> Task brief
Reproduce the records from the line containing "Can you find the low" through the end, requests included, and shift every coordinate in the answers by -120. Leave out all other lines.

> The data
-.-.-
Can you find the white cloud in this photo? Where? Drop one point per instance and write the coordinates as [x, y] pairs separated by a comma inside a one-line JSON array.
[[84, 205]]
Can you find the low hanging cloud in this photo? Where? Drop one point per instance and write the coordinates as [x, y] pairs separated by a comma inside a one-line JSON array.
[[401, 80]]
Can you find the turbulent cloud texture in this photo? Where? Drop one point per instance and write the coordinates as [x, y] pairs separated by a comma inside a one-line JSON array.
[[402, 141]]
-.-.-
> Reply to the exercise
Can you find the low hanging cloud in this photo? Where? Drop one point per instance and write the coordinates as [x, y] pairs separated by a comma inside a one-line JSON array.
[[281, -40]]
Can you find the turbulent cloud texture in this photo? Where? Drop one point per instance and write the coordinates as [x, y] pairs separated by a comma inside a one-line JSON array.
[[282, 21]]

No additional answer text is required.